*Extracted data entries*:
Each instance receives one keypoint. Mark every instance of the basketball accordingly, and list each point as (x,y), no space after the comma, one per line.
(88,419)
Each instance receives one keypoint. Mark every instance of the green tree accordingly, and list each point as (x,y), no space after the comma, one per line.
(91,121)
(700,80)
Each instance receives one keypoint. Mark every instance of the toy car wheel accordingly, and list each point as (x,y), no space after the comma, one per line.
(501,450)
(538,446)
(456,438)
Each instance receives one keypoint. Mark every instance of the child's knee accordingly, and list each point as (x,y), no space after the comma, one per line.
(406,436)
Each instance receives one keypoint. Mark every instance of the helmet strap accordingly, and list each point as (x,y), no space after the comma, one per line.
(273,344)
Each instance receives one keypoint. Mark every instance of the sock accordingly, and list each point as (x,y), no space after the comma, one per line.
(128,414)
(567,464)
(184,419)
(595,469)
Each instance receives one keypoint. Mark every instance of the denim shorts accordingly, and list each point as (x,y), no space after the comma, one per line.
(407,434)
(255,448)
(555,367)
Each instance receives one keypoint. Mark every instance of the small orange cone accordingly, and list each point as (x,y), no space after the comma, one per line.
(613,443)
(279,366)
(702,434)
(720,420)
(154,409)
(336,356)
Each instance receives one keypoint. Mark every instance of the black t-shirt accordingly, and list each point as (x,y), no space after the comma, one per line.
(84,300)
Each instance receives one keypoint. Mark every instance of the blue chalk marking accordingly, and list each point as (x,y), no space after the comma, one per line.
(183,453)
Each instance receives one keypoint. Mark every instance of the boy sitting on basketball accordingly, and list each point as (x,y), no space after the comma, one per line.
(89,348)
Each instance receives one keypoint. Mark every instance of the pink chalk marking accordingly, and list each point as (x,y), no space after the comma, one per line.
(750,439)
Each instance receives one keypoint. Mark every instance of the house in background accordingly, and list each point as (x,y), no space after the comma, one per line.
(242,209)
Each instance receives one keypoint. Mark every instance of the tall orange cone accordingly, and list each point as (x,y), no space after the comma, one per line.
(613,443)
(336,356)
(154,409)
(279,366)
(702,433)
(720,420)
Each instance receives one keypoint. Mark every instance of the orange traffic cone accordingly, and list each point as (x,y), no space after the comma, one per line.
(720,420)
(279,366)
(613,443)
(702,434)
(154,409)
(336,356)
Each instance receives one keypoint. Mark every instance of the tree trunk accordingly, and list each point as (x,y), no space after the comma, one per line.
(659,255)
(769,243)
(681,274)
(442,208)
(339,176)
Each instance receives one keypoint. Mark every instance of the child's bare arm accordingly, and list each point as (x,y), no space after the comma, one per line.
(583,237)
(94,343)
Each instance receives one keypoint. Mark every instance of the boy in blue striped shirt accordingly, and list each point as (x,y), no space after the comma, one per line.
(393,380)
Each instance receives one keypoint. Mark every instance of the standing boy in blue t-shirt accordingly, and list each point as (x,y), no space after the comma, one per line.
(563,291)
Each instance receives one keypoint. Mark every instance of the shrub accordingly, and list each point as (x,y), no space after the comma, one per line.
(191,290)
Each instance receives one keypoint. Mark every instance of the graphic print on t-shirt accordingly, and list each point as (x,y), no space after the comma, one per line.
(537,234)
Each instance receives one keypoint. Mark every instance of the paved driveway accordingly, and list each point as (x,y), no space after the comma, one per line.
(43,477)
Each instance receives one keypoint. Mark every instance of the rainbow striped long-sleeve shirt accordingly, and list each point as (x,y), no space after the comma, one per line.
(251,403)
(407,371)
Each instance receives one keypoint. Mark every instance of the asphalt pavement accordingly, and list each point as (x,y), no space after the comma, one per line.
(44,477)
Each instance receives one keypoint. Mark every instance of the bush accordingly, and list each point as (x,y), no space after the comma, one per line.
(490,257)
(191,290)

*Work to complete*: Rewrite all the entries above, replacing "keypoint" with "marker" and leaving everything else untouched.

*Answer to this exercise*:
Each instance receives one marker. Mark every instance of the basketball accordingly, and list each point as (x,y), no space after the comma, one per line.
(88,419)
Each instance receives one marker. Mark every instance of the green tree accordingly, and list each point as (x,y), no space after the comma, one per line.
(91,121)
(700,80)
Each instance receives one marker. Mark every instance of the toy car wheel accordingly, and list each point as (x,y), no space after the comma, one per line.
(501,450)
(538,446)
(456,438)
Each instance receives one marker. Mark every instance of the child's knee accordingly, and list each point as (x,y), no space after the comma, one per line.
(406,436)
Each instance receives one marker. Mark every instance of the helmet strap accordingly, and list each point as (x,y), no space after the comma, one per line.
(273,344)
Each instance receives one marker. Mark every instance of the sock accordingly, and list each point as (x,y), no space after the comma, one per line.
(128,414)
(567,464)
(184,419)
(595,469)
Each instance receives one marker. Mark every instance of the denim shorts accordingly, and list each point as (x,y), no space after the comma, one per line.
(407,434)
(255,448)
(555,367)
Each instance receives one marker. Mark every instance of the small orange cone accordingly, and list each point as (x,y), no space after the comma, one per line.
(613,443)
(279,366)
(702,434)
(720,420)
(154,409)
(336,356)
Each instance receives one marker. Mark every instance of the black t-shirt accordingly, and list each point as (x,y), no space after the comma, one per line.
(84,300)
Each instance receives one marker. Mark every instance of the blue chalk marking accordingly, and list each point as (x,y), no space after the comma, one per line.
(183,453)
Each instance receives one marker. Mark every instance of the boy sitting on basketball accordingly, and list each point as (x,y), no space after the comma, one per line.
(89,348)
Each instance receives one marker. Mark every instance of the pink chalk marking accordingly, and list each point as (x,y), no space after the comma, one per line.
(750,439)
Each instance receives one marker. Mark every instance of the house in background accordingly, and list each point as (x,y), no space after the comma, one per line.
(242,209)
Each instance receives one marker. Mark every instance of the tall orange cone accordingly, and list each point as (x,y), no space after the comma, one per line.
(613,443)
(336,356)
(154,409)
(279,366)
(702,433)
(720,420)
Each instance receives one marker. Mark every instance of the orange traffic cone accordingly, and list each point as (x,y), no space after the comma, one per line.
(720,420)
(279,366)
(613,443)
(702,434)
(154,409)
(336,356)
Each instance receives one marker. Mark every instance of the tree trunk accordingly, and list each point as (x,y), no space after the comma, one per line.
(659,255)
(769,243)
(681,274)
(442,208)
(339,176)
Each instance receives one marker. Mark every instance of the child's bare arm accordingly, and list each point as (x,y), no space after the comma, one per line.
(583,237)
(94,343)
Each instance receives one marker. Mark every instance of the boy in blue striped shirt accordingly, and list each point as (x,y), no space after the comma, one per line.
(393,380)
Each instance receives one marker. Mark every instance of the standing boy in blue t-shirt accordingly, and list each point as (x,y), no space after the comma, one per line.
(563,291)
Each instance receives one marker. Mark every instance of the shrub accordingly, and list each point as (x,y), no space after the comma, one per line.
(191,290)
Each instance receives one marker. Mark every instance of the graphic print on t-shirt accordingly, and list each point as (x,y), no space after the comma, one per line.
(537,234)
Each instance receives one marker. Mark every instance of the paved driveway accordingly, and list each point as (x,y), no space after the comma, one per line.
(43,477)
Each instance receives one marker. Mark every instance of the rainbow striped long-sleeve shirt accordingly, and list each point as (x,y), no space after the comma, one per line.
(251,403)
(407,371)
Each instance receives one marker. Mark every instance of the asphalt pavement accordingly, and list each point as (x,y), no space after the comma, one per line.
(44,477)
Each instance receives one marker. Mark every instance of the bush accordingly, and list each point as (x,y), no space after the comma, one per line.
(490,257)
(191,290)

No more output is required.